═════ TEXTO PARA LEER
OFICIO DE REALIZACIÓN
¿Se puede encontrar la realización personal a través de la escritura? Es obvia la respuesta positiva. Cualquier ejercicio vital, cualquier oficio ejecutado con atención, desentrañando su relación con la existencia, se convierte en una oportunidad de realizarnos como personas.
Escribir puede exponer el contenido de nuestro ser interior, aunque a veces parezca solo la puesta en escena de lo que hemos aprendido en nuestro transitar rutinario o ser el fruto de nuestra domesticación social. No importa, sea cual fuese la interpretación, escribir siempre nos revelará tal como somos, a pesar de las máscaras o disfraces con los que cubramos la escritura. Por ello escribir es un acto de exposición y de ocultamiento a la vez. Ambas prácticas son necesarias en el camino de realizarnos.
Al exponernos, necesariamente ocultamos parte de nosotros, al ocultar deliberadamente, exponemos también zonas que no deseábamos sacar a la luz. Claridades y sombras son la escritura como ejercicio de nuestro ser.
Pero la escritura es lectura. Solo ante el lector cobra vigencia el hecho de la escritura. Por lo general ese lector existe en el futuro. Y tal vez no lo conozcamos. Pero allí está esperándonos. Si no es así, habremos sido nuestro propio lector, algo muy válido. Es el sentido del diario íntimo.
Pero supongamos que alguien nos lee. ¿Eso contribuye a nuestro crecimiento?
Quien nos lea debe someter eso que ve, eso que interpreta, a su propio tamiz reflexivo. Debe dilucidar y tratar de sacar de allí conclusiones, bien sobre quien escribe, pero, generalmente, y eso es lo más importante, sobre sí mismo. Cuando uno lee se encuentra frente a un espejo de palabras. Allí se acomoda esa imagen de letras y voces que tenemos sobre nosotros mismos.
Nuestra propia imagen se nutre de eso que leemos. Y en el caso de no leer, de lo que escuchamos, de lo que nos dicen. Por eso la lectura nos amplía los horizontes acerca de nuestro propio conocimiento de una manera enorme. Nos llena de posibilidades. Un lector puede estar más solo, pero también tener mayores oportunidades de salirse del rebaño de la interpretación común.
El que nos lean no contribuye a que crezcamos. En ese sentido, solo los actos de leer y de leernos a nosotros mismos nos pueden aportar. La retroalimentación de los lectores puede ser una fuente de información. Pero siempre dependerá de la intención del lector que comenta. Los engaños y autoengaños son frecuentes.
══════════
═════ EXTRACTO DE DATOS
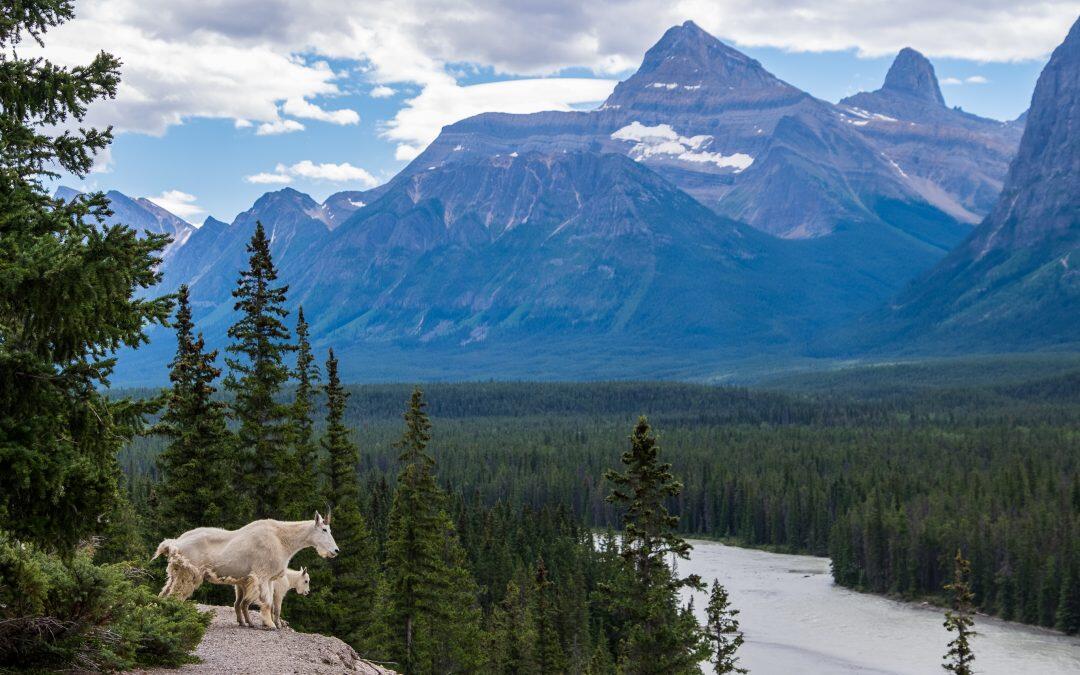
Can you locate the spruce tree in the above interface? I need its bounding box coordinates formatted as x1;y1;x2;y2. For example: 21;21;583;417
381;388;481;675
942;550;976;675
322;350;377;647
705;579;746;673
0;0;172;553
285;307;320;519
605;416;708;674
486;580;537;675
532;558;566;673
225;222;293;518
153;285;240;537
1054;558;1080;635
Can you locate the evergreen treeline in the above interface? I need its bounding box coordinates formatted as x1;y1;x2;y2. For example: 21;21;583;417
124;375;1080;632
0;0;214;672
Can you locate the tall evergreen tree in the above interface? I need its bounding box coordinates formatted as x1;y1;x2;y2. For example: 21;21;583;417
605;416;708;674
286;307;320;519
942;550;976;675
323;350;377;647
705;579;746;673
532;558;566;673
0;0;171;553
382;388;481;675
225;222;293;518
153;285;240;536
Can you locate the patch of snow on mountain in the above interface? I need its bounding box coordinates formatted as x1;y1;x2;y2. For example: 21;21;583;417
611;121;754;173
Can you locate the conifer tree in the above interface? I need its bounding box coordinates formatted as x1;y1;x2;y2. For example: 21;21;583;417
532;558;566;673
1054;558;1080;635
286;307;320;519
942;550;976;675
381;388;481;675
705;579;746;673
605;416;708;674
486;580;540;675
0;0;172;553
153;285;240;536
225;222;293;518
322;350;377;646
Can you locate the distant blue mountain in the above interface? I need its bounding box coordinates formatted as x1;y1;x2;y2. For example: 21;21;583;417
99;22;1075;382
849;14;1080;353
53;186;195;258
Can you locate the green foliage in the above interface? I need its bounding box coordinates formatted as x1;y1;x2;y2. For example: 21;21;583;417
705;579;746;673
285;307;317;519
313;350;378;648
605;417;708;674
0;0;170;551
942;551;976;675
0;532;210;672
225;222;293;517
381;388;481;674
153;286;235;537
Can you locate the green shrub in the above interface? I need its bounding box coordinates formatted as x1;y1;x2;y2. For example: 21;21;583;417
0;532;210;671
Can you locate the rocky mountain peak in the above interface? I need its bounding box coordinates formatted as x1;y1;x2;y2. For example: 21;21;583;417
606;22;800;108
881;46;945;106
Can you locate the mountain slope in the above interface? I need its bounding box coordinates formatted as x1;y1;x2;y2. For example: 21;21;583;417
402;22;966;246
838;48;1024;222
861;19;1080;350
54;186;195;259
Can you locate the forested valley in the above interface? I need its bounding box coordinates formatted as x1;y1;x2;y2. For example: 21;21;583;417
116;372;1080;633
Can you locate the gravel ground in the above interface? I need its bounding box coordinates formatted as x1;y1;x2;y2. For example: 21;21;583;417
138;605;393;675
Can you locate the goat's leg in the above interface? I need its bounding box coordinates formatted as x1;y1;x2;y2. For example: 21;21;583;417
232;584;244;625
259;579;278;631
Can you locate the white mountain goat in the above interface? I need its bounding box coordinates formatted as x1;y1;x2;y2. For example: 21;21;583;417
151;512;339;629
232;567;311;629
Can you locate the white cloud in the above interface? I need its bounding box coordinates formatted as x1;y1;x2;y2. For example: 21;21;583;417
147;190;206;220
255;120;303;136
939;75;989;85
288;160;379;188
244;160;379;190
27;0;1078;145
383;78;616;160
244;173;293;185
282;98;360;125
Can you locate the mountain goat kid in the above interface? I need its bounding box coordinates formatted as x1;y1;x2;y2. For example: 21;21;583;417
151;512;339;629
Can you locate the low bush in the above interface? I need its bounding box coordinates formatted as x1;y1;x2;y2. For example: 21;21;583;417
0;532;210;671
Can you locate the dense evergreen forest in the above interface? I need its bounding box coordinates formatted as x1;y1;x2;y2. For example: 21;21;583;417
122;372;1080;632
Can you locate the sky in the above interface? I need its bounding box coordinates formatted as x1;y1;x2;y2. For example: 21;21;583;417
33;0;1080;225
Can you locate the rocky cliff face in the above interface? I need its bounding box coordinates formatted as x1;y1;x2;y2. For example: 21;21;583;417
54;186;195;259
838;48;1024;224
863;21;1080;349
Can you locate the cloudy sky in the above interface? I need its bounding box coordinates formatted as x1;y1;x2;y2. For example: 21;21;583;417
38;0;1080;224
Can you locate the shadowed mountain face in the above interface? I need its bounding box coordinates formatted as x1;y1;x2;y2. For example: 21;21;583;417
99;18;1071;381
863;16;1080;350
402;22;964;245
838;48;1024;224
53;186;195;259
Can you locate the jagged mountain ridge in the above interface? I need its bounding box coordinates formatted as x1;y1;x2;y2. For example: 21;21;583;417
837;48;1024;224
53;186;195;258
402;22;963;238
856;19;1080;351
95;18;1071;378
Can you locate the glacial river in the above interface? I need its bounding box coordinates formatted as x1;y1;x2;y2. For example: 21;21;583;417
679;541;1080;675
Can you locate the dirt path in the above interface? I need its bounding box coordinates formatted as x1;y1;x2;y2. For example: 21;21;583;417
138;605;393;675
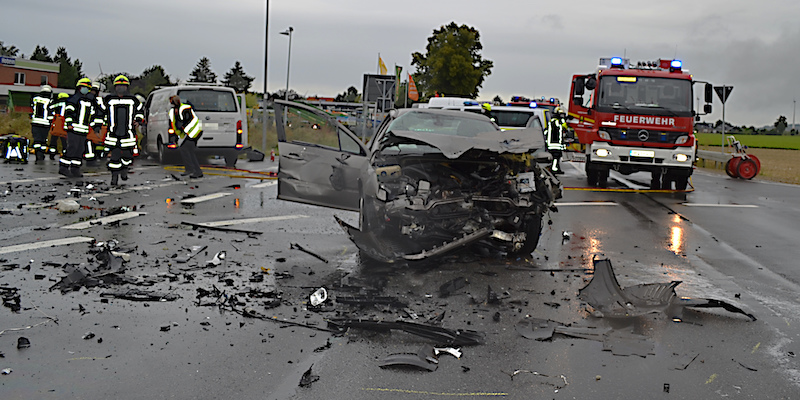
══════════
== ENUNCIADO 1 ==
¿Puedes presentar como tabla Markdown los registros que van desde la línea que contiene "Can you locate the forested" hasta la línea que contiene "259;579;278;631", ambas incluidas? Usa las columnas Nº y Línea, numera cada fila y omite las líneas en blanco.
== ENUNCIADO 2 ==
¿Podrías prolongar el texto sobre la escritura y la lectura a partir de donde termina?

== RESPUESTA 1 ==
| Nº | Línea |
|---|---|
| 1 | Can you locate the forested valley in the above interface? I need its bounding box coordinates formatted as x1;y1;x2;y2. For example: 21;21;583;417 |
| 2 | 116;372;1080;633 |
| 3 | Can you locate the gravel ground in the above interface? I need its bounding box coordinates formatted as x1;y1;x2;y2. For example: 21;21;583;417 |
| 4 | 138;605;393;675 |
| 5 | Can you locate the goat's leg in the above interface? I need its bounding box coordinates formatted as x1;y1;x2;y2. For example: 21;21;583;417 |
| 6 | 232;584;244;625 |
| 7 | 259;579;278;631 |

== RESPUESTA 2 ==
Leer, escribir y leernos, allí está la triada para el crecimiento aprovechando el oficio de escribir. Cuando escribimos, completamos un ciclo, no solo asimilamos lo que hemos leído sino que estamos transformando con nuestra experiencia ese mundo que habíamos encontrado. Es casi un deber para el lector escribir sobre eso que lee. Y para el escritor, leer con aguzado ojo eso que escribe.
DEL SUFRIMIENTO Y EL GOCE EN LA ESCRITURA
Éste es un tema recurrente. No por ello completamente resuelto. Aunque cada vez que se escriba sobre él parezca disuelto en su totalidad, en un mar de misterios.
Para algunos es necesario que el escritor se vea sometido a padecimientos hasta injuriosos para poder producir una obra de valor. Parecen decir que el sufrimiento es el más poderoso motor para escribir. Como si el hambre lo fuese para generar cualquier cosa, incluyendo la comida.
Sobre este punto sería inacabable hablar. Habría que revisar las motivaciones del escritor, escudriñar y discutir la misma teoría de las necesidades, la psicología de las diferencias individuales y otras muchas ideas que tal vez nos conducirían a la nada. Nada concluyente.
El sufrimiento o el goce se transfunden a la escritura casi necesariamente al tocar el tema, en cualquier género que se escriba. Si se escribe de sufrimientos o de alegrías, necesariamente está presente el escritor, quien debe haberlas experimentado para transmitirlas con verosimilitud.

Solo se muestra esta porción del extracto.